Copy out the listing verbatim, from the line containing "task: provide the mask of every instance of the crowd" through the line containing "M 45 6 L 45 7 L 48 6 L 48 0 L 43 0 L 43 6 Z", including both of those lines.

------------

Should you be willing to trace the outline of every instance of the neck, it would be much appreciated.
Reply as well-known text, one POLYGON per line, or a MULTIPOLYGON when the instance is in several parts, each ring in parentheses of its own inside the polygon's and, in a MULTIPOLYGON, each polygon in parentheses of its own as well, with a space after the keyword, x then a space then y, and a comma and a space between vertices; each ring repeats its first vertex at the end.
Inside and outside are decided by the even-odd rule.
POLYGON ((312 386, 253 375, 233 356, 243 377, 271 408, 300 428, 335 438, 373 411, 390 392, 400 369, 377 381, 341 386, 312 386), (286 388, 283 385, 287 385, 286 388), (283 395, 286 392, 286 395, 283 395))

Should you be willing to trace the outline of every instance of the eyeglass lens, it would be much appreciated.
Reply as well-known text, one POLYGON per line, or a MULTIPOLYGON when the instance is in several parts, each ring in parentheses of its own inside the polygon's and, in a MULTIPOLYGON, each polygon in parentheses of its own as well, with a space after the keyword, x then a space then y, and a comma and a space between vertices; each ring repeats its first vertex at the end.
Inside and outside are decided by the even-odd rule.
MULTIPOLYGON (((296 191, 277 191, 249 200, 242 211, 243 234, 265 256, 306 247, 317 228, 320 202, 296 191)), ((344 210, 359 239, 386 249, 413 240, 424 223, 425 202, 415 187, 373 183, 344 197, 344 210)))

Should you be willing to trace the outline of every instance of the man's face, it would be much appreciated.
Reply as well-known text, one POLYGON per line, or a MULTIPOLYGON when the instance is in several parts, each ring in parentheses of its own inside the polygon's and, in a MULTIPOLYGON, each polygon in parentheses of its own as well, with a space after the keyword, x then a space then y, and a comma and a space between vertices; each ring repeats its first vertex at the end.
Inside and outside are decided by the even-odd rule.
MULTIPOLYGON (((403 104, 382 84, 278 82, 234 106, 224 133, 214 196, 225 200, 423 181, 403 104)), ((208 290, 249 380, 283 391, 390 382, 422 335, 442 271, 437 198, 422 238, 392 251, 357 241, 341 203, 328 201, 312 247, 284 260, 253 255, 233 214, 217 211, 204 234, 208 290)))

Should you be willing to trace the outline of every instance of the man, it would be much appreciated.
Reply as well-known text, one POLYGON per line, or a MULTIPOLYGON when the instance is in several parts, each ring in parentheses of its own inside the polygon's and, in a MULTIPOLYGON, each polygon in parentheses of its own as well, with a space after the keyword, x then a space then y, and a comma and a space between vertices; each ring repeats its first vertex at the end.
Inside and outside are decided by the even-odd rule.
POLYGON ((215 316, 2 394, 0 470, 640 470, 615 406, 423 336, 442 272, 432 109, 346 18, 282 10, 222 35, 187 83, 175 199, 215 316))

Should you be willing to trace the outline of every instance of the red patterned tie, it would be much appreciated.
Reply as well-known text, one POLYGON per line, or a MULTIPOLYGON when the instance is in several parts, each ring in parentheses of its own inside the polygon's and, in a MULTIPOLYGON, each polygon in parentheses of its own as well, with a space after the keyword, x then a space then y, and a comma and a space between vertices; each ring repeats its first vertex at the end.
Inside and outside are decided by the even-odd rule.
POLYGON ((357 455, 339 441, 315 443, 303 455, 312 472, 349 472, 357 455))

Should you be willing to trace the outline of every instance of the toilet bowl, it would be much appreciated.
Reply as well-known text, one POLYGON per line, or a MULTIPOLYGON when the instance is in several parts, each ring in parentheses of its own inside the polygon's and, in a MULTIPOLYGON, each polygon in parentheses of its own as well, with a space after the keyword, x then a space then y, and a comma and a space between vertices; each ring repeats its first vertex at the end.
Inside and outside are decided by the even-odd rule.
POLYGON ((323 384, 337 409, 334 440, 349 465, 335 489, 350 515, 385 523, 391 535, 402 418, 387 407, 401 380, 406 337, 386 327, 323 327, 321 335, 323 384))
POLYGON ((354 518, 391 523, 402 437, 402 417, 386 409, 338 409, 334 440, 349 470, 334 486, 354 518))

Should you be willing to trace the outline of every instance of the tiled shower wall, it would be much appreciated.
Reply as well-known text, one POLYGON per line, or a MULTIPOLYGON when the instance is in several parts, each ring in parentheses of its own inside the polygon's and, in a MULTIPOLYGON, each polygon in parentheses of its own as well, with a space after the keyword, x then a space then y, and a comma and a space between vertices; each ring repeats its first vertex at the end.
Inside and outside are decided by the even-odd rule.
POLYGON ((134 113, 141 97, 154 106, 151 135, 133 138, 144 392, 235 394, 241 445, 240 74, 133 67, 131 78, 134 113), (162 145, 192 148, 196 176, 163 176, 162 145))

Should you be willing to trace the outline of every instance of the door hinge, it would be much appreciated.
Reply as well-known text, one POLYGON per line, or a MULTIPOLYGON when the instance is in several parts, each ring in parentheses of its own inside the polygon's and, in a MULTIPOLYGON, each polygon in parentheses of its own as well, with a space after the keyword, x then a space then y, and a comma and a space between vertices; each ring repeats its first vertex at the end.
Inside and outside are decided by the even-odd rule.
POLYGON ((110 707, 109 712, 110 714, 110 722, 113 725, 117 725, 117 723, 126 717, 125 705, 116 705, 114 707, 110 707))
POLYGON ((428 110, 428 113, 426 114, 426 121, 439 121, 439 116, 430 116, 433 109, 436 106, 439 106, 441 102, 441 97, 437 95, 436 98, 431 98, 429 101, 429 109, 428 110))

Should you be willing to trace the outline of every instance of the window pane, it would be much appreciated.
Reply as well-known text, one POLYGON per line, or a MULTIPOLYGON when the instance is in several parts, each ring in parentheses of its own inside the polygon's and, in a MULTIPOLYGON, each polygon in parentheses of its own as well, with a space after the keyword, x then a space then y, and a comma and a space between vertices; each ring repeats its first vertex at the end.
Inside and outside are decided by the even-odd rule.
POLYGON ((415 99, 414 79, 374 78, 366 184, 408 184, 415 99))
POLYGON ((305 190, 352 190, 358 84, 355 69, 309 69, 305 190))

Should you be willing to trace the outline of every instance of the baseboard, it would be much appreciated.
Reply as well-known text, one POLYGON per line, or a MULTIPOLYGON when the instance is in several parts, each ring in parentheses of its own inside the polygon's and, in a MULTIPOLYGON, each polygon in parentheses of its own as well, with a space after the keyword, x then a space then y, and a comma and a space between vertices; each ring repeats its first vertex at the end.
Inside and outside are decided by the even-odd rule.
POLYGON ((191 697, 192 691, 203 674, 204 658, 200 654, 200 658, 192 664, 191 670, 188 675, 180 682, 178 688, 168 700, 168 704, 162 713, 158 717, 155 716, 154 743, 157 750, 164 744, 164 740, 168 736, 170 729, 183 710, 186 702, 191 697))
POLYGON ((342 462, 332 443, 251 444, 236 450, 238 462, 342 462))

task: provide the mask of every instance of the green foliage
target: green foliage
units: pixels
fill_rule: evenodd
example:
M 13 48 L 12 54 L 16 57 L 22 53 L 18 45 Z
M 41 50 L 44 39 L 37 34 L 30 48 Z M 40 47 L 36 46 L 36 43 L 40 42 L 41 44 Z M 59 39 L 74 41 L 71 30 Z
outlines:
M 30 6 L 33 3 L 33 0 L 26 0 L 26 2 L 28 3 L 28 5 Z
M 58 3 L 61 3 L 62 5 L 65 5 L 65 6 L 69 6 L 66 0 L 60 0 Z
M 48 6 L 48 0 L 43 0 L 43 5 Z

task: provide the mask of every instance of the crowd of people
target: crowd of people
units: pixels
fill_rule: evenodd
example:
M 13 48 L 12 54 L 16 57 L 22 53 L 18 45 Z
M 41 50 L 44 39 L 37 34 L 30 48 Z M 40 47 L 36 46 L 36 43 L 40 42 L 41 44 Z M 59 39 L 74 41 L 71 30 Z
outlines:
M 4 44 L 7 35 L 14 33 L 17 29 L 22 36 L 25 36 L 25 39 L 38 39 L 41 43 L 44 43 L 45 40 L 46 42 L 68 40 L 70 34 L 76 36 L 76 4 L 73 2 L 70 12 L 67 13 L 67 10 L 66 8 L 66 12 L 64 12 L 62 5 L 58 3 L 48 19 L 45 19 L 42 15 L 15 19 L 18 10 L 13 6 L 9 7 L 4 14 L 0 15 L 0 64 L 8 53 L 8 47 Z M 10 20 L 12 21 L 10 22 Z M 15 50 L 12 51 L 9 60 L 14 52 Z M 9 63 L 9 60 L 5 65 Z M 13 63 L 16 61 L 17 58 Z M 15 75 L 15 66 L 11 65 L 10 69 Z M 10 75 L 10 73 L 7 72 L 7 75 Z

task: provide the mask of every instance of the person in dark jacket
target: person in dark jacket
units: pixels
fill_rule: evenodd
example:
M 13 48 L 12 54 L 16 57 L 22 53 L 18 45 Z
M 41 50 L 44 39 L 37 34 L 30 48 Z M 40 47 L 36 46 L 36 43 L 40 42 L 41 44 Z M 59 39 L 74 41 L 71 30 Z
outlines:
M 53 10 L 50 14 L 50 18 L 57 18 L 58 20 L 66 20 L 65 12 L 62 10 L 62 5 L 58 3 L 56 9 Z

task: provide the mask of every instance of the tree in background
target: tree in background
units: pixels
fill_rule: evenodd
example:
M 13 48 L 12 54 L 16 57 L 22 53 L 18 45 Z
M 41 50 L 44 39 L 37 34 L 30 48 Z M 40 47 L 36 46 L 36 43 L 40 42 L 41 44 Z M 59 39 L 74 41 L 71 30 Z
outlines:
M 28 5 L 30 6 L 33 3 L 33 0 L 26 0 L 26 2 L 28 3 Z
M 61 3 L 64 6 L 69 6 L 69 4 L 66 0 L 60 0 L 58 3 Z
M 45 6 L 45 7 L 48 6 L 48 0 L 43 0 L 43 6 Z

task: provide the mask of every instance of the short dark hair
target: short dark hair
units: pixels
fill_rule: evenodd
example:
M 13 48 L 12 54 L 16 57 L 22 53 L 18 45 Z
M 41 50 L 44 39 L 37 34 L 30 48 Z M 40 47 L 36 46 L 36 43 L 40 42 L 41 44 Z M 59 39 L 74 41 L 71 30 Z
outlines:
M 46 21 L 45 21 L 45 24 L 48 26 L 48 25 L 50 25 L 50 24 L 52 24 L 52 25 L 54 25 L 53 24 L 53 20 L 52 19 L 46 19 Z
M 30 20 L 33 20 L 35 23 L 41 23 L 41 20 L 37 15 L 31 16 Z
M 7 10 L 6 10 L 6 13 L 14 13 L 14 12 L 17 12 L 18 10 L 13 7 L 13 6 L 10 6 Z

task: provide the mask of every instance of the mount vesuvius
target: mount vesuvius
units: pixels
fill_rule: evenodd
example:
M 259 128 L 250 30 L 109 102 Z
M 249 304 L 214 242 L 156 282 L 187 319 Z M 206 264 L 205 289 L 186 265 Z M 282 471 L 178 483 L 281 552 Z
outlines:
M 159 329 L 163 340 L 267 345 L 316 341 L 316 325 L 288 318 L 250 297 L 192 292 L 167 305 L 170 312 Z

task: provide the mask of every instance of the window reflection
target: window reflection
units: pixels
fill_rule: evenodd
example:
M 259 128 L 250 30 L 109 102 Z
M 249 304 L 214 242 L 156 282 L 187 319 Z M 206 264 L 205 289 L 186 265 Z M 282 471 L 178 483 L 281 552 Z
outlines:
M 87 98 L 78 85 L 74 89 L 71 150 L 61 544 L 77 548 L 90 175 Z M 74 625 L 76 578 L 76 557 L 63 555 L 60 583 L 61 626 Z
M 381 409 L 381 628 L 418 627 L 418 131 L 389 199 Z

------------

### TASK ANSWER
task: provide the mask of every instance of the crowd of people
target: crowd of people
units: pixels
fill_rule: evenodd
example:
M 13 48 L 12 54 L 16 57 L 22 53 L 18 45 Z
M 41 50 L 44 39 L 37 34 L 30 48 Z M 40 47 L 36 46 L 36 43 L 40 42 L 41 44 Z M 59 39 L 74 41 L 71 30 Z
outlines:
M 4 44 L 7 35 L 14 33 L 17 29 L 22 36 L 25 36 L 25 39 L 38 39 L 41 43 L 44 43 L 45 40 L 46 42 L 68 40 L 70 34 L 76 36 L 76 4 L 73 2 L 70 12 L 67 13 L 67 10 L 66 8 L 66 12 L 64 12 L 62 5 L 58 3 L 48 19 L 45 19 L 42 15 L 15 19 L 18 10 L 13 6 L 9 7 L 4 14 L 0 15 L 0 64 L 8 53 L 8 47 Z M 10 20 L 12 21 L 10 22 Z M 15 50 L 12 51 L 9 60 L 14 52 Z M 9 63 L 9 60 L 5 65 Z M 13 63 L 16 61 L 17 58 Z M 15 75 L 15 66 L 11 65 L 10 69 Z M 10 75 L 10 73 L 7 72 L 7 75 Z

task: provide the mask of every instance of the person in dark jacket
target: person in dark jacket
units: pixels
fill_rule: evenodd
example:
M 13 48 L 12 54 L 16 57 L 22 53 L 18 45 Z
M 41 50 L 44 39 L 37 34 L 30 48 Z M 40 47 L 36 46 L 36 43 L 40 42 L 41 44 Z M 59 39 L 74 41 L 71 30 Z
outlines:
M 53 10 L 50 14 L 50 18 L 57 18 L 58 20 L 66 20 L 65 12 L 62 10 L 62 5 L 58 3 L 56 9 Z

task: provide the mask of every instance of the tree in background
target: tree in background
units: pixels
fill_rule: evenodd
example:
M 13 48 L 12 54 L 16 57 L 22 53 L 18 45 Z
M 41 50 L 44 39 L 37 34 L 30 48 Z M 40 47 L 36 46 L 36 43 L 40 42 L 41 44 Z M 59 39 L 74 41 L 71 30 Z
outlines:
M 28 5 L 30 6 L 33 3 L 33 0 L 26 0 L 26 2 L 28 3 Z
M 61 3 L 64 6 L 69 6 L 69 4 L 66 0 L 60 0 L 58 3 Z
M 45 6 L 45 7 L 48 6 L 48 0 L 43 0 L 43 6 Z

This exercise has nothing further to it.